WHAT YOU NEED TO DO
Please write out exactly the lines of the data below from the line holding "Target: shadow on grass" through the line holding "Target: dirt path in grass", and leave out the rest.

[Data extracted from a collection]

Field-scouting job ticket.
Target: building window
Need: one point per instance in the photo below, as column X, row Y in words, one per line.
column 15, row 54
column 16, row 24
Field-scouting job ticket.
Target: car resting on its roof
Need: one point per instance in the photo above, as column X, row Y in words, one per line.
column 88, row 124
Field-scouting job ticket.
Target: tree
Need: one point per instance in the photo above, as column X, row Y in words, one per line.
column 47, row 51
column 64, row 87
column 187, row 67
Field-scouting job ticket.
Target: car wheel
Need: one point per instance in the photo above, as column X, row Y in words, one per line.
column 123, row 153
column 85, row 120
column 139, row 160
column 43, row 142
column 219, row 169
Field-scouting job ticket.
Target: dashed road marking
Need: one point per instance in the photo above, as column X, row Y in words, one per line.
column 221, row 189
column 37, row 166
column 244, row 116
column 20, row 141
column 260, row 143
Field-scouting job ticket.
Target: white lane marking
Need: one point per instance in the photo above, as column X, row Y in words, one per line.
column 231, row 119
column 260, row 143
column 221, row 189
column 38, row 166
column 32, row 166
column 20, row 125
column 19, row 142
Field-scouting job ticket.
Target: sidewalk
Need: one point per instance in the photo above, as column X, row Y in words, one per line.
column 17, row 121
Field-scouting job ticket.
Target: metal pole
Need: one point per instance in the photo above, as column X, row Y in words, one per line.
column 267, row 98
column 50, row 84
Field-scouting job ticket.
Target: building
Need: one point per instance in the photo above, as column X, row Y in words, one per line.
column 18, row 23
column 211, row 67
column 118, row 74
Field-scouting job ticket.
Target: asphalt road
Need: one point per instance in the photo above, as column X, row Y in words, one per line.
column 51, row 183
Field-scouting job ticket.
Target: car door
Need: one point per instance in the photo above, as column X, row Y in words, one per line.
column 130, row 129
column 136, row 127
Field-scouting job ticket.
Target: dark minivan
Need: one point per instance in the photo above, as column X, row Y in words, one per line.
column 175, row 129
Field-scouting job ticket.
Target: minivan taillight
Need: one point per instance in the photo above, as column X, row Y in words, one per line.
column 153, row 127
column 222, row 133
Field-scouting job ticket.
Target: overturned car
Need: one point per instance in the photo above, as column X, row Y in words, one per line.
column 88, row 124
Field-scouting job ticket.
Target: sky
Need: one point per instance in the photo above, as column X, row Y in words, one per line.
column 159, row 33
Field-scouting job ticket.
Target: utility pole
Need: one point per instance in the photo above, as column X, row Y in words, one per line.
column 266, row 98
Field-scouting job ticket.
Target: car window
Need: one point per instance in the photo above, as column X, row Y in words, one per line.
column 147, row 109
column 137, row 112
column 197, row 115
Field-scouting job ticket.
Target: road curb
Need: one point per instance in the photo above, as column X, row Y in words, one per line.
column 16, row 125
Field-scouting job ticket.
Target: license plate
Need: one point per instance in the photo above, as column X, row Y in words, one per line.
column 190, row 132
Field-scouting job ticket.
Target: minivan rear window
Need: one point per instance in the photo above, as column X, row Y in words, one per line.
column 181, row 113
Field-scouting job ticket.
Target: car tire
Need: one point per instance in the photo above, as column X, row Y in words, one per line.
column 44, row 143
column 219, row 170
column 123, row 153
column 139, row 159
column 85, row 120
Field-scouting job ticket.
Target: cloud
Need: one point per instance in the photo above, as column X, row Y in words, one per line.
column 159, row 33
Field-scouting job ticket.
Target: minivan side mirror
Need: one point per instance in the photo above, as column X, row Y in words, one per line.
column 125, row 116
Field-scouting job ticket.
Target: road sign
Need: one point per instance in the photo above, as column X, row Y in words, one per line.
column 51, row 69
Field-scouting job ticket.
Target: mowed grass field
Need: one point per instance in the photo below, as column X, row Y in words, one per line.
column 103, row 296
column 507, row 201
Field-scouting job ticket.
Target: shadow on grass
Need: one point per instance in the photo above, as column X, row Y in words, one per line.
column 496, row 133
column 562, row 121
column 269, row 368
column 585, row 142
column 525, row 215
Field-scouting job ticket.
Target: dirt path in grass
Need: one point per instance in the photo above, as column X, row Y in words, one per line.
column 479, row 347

RESPONSE TO THE TASK
Target: shadow on grass
Need: one point per instance in the photo above, as column X, row Y in words, one per line.
column 496, row 133
column 562, row 121
column 269, row 368
column 585, row 142
column 525, row 215
Field-scouting job ticket.
Target: dirt path in grass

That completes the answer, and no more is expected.